▶ OBJECTIVE 1
Reproduce verbatim the stretch of the patent description that opens with the words containing "Patent Publication Number: US-2023132532-A1" and closes with "herein by reference.".
▶ OBJECTIVE 2
Write the next part of the patent description on the real-time data science platform, starting after its last sentence.

Patent Publication Number: US-2023132532-A1

Title: Framework for precise actions and insights within a real-time data science platform

Description:
CROSS REFERENCE TO RELATED APPLICATIONS 
     This application claims the benefit of U.S. Provisional Application No. 63/275,410, filed on Nov. 3, 2021, the entirety of which is incorporated herein by reference. 
    
    
     FIELD 
     The present invention relates generally to business intelligence and analytics, and more particularly, to methods and systems for providing a framework for precise actions and insights within a real-time data science platform. 
     BACKGROUND 
     Within the business world, there are always struggles with keeping costs low, keeping quality high, and ensuring production and services are performed on time or ahead of time. These aspects are becoming increasingly more difficult to manage for a number of reasons. One reason is that technological change occurs at a rapid pace. Another reason is that health, safety, and environmental regulations and compliance requirements have become increasingly stringent in parts of the world, which leads to constraints on one or more of these goals. As a result, data science plays a key role in identifying the sources of such constraints and delivering a number of insights for businesses. Such insights include cost insights, quality insights, and service or delivery-on-time insights. A major need in the industry is for business intelligence and analytics to deliver such insights for the purpose of building and maintaining digital operations. 
     Not only are such insights valuable, but there is also a significant need for recommendations for precise actions to be taken based on these insights. Insights provided to a customer may function as, for example, early warnings or early alerts about one or more predicted issues, points of failure, increased costs or need for resources, lack of quality, etc. Actions, on the other hand, may be provided to a customer in the form of a notification or alert presenting a recommended action based on one or more insights.

Detection annotation records
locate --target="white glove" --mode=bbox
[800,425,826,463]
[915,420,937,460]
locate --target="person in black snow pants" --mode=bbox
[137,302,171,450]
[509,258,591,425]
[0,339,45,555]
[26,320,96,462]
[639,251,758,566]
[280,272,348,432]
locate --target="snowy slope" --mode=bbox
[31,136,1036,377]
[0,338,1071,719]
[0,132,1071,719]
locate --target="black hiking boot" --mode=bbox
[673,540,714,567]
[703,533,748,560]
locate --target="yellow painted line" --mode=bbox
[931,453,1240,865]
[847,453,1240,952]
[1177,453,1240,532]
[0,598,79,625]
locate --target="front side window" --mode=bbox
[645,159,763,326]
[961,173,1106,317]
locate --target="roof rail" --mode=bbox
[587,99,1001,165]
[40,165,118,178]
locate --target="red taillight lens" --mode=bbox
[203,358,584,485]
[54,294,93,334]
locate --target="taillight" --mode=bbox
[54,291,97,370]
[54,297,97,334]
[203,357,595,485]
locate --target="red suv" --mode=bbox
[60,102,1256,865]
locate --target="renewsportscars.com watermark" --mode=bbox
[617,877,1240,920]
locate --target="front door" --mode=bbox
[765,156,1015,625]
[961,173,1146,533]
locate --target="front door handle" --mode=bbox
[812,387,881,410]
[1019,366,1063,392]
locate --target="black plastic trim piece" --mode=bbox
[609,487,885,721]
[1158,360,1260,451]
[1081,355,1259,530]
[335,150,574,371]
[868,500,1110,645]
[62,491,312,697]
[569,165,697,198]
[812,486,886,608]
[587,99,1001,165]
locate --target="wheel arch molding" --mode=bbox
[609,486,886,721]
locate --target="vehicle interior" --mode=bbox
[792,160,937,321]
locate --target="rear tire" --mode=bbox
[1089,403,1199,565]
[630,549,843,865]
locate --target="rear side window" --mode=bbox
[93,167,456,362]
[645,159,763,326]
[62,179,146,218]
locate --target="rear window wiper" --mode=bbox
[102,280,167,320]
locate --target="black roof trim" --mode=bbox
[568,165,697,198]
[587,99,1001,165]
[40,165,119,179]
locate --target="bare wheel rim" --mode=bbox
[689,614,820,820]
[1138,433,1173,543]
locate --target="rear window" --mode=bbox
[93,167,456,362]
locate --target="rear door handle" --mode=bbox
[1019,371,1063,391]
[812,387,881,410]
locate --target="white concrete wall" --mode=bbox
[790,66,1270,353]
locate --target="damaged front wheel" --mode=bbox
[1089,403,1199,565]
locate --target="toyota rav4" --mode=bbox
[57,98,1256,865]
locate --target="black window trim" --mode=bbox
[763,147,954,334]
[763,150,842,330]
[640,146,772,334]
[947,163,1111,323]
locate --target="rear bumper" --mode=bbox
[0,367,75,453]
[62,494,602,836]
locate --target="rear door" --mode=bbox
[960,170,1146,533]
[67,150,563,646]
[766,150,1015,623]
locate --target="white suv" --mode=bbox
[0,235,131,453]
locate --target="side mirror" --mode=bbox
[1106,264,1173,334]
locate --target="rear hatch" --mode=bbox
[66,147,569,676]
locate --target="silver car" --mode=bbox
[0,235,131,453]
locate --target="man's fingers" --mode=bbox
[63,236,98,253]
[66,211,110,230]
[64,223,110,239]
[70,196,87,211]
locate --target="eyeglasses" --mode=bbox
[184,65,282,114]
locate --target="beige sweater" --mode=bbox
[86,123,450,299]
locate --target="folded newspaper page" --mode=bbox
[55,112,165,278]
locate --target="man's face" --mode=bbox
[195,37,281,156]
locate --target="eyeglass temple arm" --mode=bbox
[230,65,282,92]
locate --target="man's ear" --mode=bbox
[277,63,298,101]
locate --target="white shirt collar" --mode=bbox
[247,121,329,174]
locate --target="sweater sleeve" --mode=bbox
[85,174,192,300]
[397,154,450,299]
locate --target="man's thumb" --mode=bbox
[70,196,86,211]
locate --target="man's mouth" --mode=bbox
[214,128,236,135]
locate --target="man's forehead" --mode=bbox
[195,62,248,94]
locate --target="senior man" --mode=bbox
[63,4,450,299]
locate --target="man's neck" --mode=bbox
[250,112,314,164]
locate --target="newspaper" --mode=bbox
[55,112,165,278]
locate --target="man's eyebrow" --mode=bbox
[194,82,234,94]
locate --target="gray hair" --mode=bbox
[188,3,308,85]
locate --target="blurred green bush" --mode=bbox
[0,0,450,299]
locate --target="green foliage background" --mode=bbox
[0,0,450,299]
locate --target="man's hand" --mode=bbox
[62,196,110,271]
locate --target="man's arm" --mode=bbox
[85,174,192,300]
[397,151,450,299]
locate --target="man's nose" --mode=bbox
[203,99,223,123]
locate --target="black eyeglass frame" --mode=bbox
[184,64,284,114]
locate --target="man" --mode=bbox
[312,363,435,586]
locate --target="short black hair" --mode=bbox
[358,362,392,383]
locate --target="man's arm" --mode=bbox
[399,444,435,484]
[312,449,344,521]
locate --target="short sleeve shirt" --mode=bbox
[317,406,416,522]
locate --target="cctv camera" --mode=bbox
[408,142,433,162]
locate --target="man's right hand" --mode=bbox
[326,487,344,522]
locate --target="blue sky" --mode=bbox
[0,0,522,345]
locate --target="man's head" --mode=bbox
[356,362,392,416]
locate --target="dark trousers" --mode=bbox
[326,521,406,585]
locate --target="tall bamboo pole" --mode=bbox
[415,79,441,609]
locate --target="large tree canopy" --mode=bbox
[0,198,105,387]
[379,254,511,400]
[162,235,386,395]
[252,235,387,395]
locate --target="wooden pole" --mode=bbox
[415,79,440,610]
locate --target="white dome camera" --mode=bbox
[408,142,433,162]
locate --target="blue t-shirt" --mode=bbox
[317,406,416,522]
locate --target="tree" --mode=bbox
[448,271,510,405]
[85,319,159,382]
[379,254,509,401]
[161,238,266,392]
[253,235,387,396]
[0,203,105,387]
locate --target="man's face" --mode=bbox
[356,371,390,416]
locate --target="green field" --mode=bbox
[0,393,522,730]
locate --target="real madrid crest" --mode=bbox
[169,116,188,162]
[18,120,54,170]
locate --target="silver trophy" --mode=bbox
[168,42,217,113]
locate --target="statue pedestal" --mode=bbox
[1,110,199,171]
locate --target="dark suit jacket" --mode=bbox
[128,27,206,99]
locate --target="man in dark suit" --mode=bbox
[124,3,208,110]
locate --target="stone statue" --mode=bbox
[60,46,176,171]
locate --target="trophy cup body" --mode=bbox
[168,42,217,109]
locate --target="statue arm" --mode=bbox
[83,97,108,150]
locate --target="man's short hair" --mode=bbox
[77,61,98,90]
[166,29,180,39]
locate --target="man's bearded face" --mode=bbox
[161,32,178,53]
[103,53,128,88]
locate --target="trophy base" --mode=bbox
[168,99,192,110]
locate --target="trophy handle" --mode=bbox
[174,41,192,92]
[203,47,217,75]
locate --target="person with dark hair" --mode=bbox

▶ RESPONSE 1
Patent Publication Number: US-2023132532-A1

Title: Framework for precise actions and insights within a real-time data science platform

Description:
CROSS REFERENCE TO RELATED APPLICATIONS 
     This application claims the benefit of U.S. Provisional Application No. 63/275,410, filed on Nov. 3, 2021, the entirety of which is incorporated herein by reference.

▶ RESPONSE 2
     Currently, there are several solutions for defining the use of data. These solutions lack a practical, operational approach to data processing. They also fail to use this data for precise actions and insights for operational tasks to customers or for preventive maintenance procedures. 
     Previous approaches have employed simulation-based methods that do not make use of the operational data. These approaches are neither useful nor insightful, because the very nature of the real-time data using sensors, images, and/or application programming interfaces (hereinafter “APIs”) within operations is heavily dependent on the specific environment. Solutions with simulations have limitations when applied, and lack efficiency compared to using a method that uses knowledge gained from real operational data. 
     Thus, there is a need in the field of business intelligence to create new and useful systems and methods for providing a framework for precise actions and insights within a real-time data science platform. It would be desirable to have a data learning mechanism when using operational data to reflect the operational status and behavior of physical objects, e.g., “physical objects” within the context of the Internet of Things (hereinafter “IoT”). The learning ability of this data learning mechanism should enable customers to operate these physical objects better and make corrections to the model built to reflect the characteristics of the physical objects. 
     SUMMARY 
     The systems and methods described herein provide a framework for precise actions and insights within a real-time data science platform. Such systems and methods function to configure the composition of the sources of data, assist with operation of the sources to produce high-quality, usable data. They further function to adapt to the learned insights from that data to make modifications to the source design, so that customers can operate physical objects in a more useful manner. 
     The systems and methods address the aforementioned issues and deficiencies by applying a framework for providing precise actions and insights, i.e., an applied reasoning and actioning framework. In some embodiments, processing and/or pre-processing of the data may be performed using one or more Artificial Intelligence (hereinafter “AI”) methods or techniques, such as, e.g., Machine Learning (hereinafter “ML”) and/or Deep Learning techniques. Such AI methods or techniques are used to build an AI model for forecasting and prediction of quality, cost, and/or service or deliverability issues and insights thereof.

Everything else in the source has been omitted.